>> Begin

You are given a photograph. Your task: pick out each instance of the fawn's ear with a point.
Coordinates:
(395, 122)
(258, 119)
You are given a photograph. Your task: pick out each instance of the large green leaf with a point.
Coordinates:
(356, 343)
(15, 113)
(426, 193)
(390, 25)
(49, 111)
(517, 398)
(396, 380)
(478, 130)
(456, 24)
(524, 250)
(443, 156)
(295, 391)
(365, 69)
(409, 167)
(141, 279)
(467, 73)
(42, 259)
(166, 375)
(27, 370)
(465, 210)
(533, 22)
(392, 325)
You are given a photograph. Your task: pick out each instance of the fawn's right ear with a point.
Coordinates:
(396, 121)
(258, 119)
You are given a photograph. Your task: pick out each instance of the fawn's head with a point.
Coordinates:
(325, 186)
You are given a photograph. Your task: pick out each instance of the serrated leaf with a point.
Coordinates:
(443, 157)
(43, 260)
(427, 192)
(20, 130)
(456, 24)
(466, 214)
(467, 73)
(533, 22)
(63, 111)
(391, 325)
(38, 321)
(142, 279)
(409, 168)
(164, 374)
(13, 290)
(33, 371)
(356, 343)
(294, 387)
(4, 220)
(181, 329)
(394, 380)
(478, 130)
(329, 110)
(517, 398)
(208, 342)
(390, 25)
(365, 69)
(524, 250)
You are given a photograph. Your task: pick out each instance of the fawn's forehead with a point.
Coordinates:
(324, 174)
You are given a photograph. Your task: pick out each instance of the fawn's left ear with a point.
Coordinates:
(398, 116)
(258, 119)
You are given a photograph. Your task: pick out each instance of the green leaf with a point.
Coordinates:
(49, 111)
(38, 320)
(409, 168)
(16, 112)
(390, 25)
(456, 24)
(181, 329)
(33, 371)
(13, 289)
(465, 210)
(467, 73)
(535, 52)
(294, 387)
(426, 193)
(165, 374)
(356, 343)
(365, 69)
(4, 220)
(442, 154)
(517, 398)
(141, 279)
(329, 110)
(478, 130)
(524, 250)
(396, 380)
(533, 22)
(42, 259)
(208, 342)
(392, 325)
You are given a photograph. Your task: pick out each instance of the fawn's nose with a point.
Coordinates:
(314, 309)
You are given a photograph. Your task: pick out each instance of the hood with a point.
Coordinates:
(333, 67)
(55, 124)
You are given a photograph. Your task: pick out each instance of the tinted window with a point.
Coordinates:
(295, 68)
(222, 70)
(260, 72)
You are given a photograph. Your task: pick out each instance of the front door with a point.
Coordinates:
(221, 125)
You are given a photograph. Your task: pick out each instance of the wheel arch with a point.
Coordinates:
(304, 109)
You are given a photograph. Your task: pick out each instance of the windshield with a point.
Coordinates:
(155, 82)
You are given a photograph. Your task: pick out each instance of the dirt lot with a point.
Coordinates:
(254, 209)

>> End

PROBLEM DESCRIPTION -
Scale the part that opens with the line containing "the green leaf with a point." and closes with the last line above. Write out every line again, requests included, with each coordinate multiplied by 2 and rounded to a whole number, halves rounding up.

REPLY -
You are given a photograph. Your task: pick out each instance of the green leaf with a point.
Coordinates:
(98, 222)
(76, 640)
(818, 336)
(32, 224)
(780, 50)
(912, 48)
(362, 658)
(66, 742)
(26, 578)
(930, 420)
(934, 146)
(1070, 104)
(588, 774)
(852, 386)
(330, 748)
(712, 686)
(730, 138)
(8, 440)
(884, 308)
(1034, 796)
(282, 558)
(658, 220)
(956, 260)
(1048, 500)
(792, 760)
(1066, 44)
(84, 518)
(416, 684)
(784, 650)
You are given a photograph. Your task: pick out each instance of the fawn's nose with a point.
Coordinates:
(628, 618)
You are given a photograph. Your task: pick out each instance of the hood with a point.
Coordinates:
(666, 134)
(110, 248)
You are given a photograph. Your task: pick out each instance of the tinted window with a point.
Coordinates:
(590, 136)
(444, 140)
(520, 144)
You are given a photograph. Your task: pick out each instance of the front door with a point.
Coordinates:
(442, 250)
You are given a photograph. Your task: pick out each instance of the wheel arch with a point.
Coordinates:
(608, 218)
You are given a photograph. Your task: pick out each instance of the windshield with a point.
Coordinates:
(310, 164)
You are given a photograph. Your task: pick out each instance of the dirt lot with a point.
Coordinates:
(508, 418)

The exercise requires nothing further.